● **WHAT TO PRODUCE**: All lines from the one containing "Need: a marker for each instance of the front fender" down to the one containing "Target: bare tree", both ends included, are to be given again exactly; omit the rest of the listing below.

......

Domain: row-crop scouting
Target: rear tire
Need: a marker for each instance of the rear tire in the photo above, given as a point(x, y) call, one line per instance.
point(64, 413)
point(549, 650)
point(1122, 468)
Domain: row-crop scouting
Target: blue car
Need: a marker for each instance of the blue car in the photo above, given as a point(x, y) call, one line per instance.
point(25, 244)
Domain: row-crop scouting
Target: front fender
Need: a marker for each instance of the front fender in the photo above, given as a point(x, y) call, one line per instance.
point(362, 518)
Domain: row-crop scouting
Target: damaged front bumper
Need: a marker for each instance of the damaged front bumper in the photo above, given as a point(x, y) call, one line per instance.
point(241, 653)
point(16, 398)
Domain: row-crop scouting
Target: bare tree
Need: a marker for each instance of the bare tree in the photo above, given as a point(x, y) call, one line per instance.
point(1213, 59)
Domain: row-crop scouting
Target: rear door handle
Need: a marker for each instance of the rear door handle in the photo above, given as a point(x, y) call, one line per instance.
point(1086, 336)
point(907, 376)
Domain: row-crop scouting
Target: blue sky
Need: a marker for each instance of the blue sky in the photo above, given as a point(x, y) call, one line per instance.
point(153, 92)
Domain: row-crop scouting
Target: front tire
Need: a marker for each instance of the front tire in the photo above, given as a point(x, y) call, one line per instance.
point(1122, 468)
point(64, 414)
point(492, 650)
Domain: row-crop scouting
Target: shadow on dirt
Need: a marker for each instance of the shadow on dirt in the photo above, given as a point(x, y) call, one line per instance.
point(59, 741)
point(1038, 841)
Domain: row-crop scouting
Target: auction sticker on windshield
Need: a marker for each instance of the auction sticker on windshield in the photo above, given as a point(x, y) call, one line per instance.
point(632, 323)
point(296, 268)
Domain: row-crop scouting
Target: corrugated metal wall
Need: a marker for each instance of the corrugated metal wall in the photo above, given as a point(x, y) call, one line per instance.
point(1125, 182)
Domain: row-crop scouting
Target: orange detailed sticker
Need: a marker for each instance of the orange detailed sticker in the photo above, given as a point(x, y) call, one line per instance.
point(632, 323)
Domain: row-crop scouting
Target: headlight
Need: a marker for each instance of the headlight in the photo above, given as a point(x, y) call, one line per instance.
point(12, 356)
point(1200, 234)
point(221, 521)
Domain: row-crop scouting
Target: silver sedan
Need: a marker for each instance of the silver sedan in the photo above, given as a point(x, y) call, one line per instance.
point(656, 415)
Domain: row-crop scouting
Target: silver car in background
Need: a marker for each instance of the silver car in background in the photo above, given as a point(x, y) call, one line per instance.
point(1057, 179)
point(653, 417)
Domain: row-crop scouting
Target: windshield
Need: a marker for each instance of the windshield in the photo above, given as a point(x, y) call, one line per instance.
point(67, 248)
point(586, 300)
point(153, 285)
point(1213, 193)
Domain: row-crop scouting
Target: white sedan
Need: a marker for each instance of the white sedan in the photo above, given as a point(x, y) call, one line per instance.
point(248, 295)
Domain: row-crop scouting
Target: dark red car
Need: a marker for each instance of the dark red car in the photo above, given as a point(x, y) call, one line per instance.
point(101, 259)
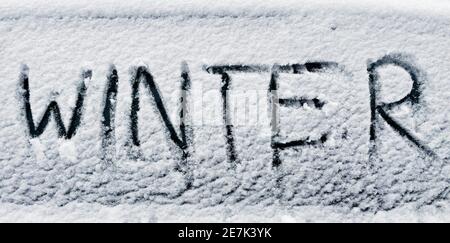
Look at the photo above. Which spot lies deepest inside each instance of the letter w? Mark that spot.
(53, 108)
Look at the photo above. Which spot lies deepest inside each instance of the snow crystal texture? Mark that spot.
(57, 42)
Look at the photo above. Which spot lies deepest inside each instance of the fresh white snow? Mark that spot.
(49, 178)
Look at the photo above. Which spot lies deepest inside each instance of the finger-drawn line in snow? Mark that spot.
(225, 70)
(52, 108)
(413, 98)
(379, 110)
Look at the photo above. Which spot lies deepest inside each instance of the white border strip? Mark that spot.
(13, 9)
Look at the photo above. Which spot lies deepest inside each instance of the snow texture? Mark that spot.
(326, 59)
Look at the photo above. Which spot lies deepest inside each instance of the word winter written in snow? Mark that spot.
(379, 110)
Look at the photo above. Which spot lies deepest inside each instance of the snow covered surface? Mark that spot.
(53, 179)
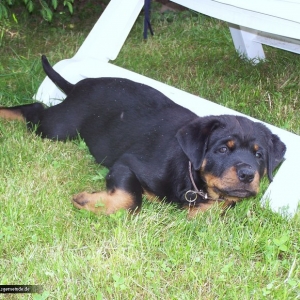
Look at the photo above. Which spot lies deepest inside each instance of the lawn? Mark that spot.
(250, 253)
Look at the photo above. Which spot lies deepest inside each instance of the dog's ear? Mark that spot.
(194, 136)
(276, 151)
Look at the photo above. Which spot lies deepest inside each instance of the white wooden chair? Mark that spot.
(104, 43)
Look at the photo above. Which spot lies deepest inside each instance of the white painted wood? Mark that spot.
(281, 18)
(101, 45)
(245, 43)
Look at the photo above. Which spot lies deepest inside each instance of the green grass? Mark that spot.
(251, 253)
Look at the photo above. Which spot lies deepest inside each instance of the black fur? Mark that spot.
(147, 140)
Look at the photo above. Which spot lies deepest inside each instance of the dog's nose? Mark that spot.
(246, 174)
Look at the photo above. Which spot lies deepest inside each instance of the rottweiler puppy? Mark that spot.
(154, 147)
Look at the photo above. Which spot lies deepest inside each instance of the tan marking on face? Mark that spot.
(203, 165)
(151, 197)
(104, 202)
(230, 144)
(229, 181)
(8, 114)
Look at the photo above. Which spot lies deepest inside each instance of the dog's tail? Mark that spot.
(62, 83)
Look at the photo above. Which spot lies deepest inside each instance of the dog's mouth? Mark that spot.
(232, 193)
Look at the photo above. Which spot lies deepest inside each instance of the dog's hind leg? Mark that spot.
(30, 113)
(53, 123)
(123, 191)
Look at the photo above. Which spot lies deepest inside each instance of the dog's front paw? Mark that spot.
(80, 200)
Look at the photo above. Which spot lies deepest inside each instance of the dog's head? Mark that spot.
(232, 154)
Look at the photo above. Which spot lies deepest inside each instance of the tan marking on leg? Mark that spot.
(202, 207)
(104, 202)
(9, 114)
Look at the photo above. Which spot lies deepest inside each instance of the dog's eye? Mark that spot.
(223, 149)
(258, 155)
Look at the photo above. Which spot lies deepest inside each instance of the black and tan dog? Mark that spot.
(153, 146)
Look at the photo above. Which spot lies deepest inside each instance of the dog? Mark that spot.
(154, 147)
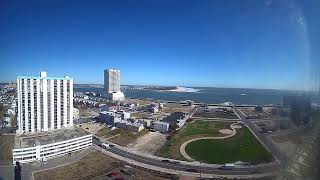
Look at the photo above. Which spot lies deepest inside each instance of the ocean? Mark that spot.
(209, 95)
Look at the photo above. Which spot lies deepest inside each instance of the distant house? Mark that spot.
(177, 119)
(161, 126)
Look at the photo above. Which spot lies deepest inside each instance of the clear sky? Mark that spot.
(226, 43)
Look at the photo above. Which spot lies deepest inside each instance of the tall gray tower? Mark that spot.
(112, 84)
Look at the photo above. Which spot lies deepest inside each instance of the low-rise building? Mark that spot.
(47, 145)
(161, 126)
(178, 119)
(135, 127)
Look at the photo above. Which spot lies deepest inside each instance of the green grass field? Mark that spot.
(191, 130)
(242, 147)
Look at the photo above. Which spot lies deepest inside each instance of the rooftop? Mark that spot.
(42, 138)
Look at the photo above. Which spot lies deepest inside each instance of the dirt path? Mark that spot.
(229, 133)
(149, 143)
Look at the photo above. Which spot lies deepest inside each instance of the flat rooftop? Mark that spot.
(43, 138)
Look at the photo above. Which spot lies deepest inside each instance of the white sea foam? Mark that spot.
(184, 89)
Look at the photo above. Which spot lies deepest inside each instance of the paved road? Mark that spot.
(157, 162)
(266, 141)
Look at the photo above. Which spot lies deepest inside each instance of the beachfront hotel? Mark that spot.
(44, 103)
(112, 84)
(45, 119)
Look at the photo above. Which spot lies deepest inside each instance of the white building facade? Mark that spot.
(43, 152)
(44, 103)
(112, 84)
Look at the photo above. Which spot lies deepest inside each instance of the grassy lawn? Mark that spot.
(191, 130)
(6, 145)
(216, 115)
(124, 138)
(242, 147)
(97, 165)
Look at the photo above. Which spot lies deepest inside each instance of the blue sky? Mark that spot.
(254, 44)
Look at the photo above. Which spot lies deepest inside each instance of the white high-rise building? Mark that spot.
(112, 84)
(44, 103)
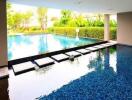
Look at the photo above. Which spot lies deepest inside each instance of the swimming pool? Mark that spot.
(21, 46)
(100, 75)
(108, 76)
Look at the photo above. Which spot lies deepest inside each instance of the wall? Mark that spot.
(124, 31)
(3, 34)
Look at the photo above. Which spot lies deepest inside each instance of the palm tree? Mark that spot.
(42, 17)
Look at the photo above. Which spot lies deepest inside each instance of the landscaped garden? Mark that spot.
(66, 24)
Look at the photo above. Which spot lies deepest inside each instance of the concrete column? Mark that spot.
(106, 27)
(3, 34)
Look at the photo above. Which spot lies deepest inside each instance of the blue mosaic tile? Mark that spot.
(103, 84)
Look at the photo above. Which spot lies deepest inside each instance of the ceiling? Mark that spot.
(91, 6)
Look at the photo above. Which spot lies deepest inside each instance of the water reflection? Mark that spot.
(103, 83)
(81, 79)
(28, 45)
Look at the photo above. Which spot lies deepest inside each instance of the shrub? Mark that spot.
(93, 32)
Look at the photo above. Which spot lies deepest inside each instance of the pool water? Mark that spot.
(104, 75)
(21, 46)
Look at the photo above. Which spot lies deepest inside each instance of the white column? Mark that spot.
(3, 34)
(106, 27)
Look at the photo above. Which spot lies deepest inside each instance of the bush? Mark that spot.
(93, 32)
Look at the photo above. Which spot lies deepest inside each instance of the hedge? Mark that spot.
(93, 32)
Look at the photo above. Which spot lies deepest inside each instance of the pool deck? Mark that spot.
(20, 86)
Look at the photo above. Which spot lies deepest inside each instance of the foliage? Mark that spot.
(42, 17)
(93, 32)
(65, 18)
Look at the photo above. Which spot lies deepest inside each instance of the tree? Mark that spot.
(26, 19)
(42, 17)
(66, 16)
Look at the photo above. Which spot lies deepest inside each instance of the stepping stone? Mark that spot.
(73, 53)
(60, 57)
(42, 62)
(4, 72)
(83, 51)
(100, 46)
(108, 44)
(23, 67)
(91, 48)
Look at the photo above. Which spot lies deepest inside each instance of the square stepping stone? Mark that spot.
(4, 72)
(83, 51)
(91, 48)
(73, 53)
(60, 57)
(110, 43)
(99, 46)
(42, 62)
(23, 67)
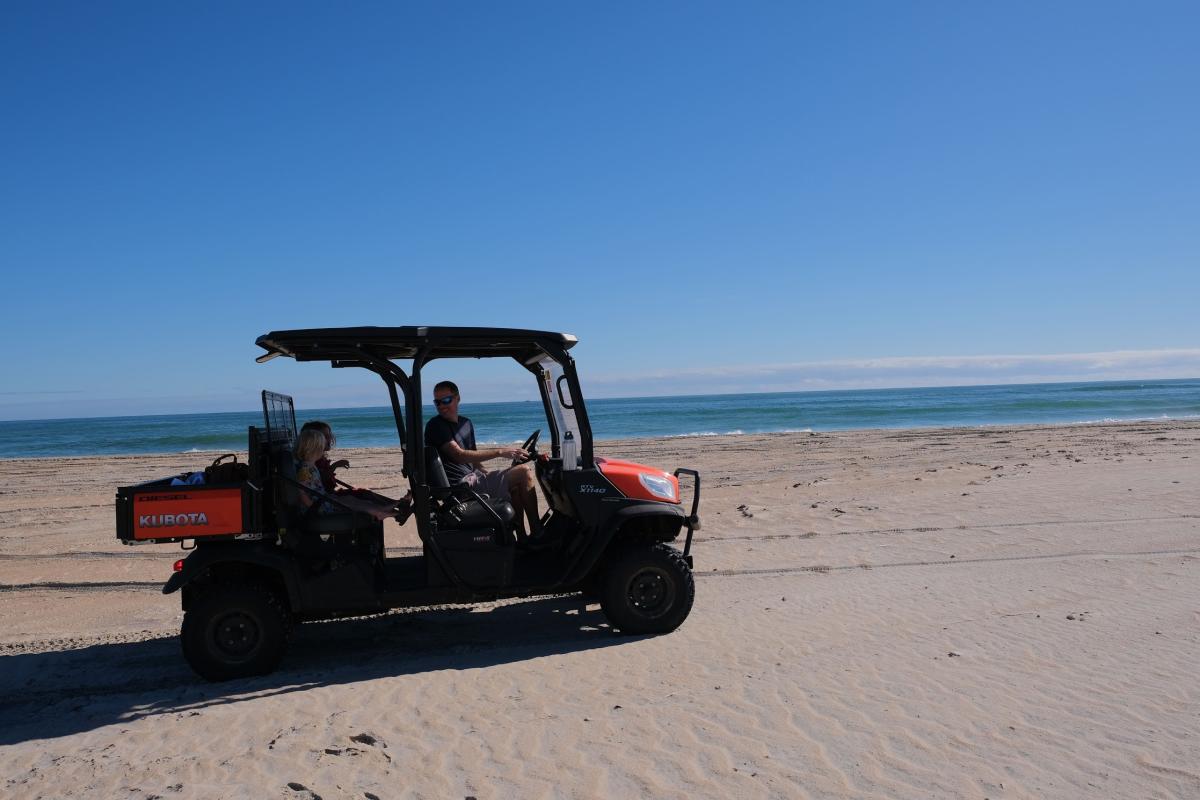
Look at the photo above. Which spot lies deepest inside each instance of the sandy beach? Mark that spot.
(1002, 612)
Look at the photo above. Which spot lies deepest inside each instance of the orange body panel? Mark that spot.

......

● **RESPONSE TO THE TASK**:
Need: a marker for each instance of the front fender in the photo above, given as a point(x, y) call, one line per instance.
point(362, 518)
Domain: row-crop scouting
Target: damaged front bumper
Need: a marker for each instance of the damaged front bumper in the photo above, given as a point(x, y) call, one line per instance.
point(241, 653)
point(16, 398)
Domain: row-crop scouting
Target: bare tree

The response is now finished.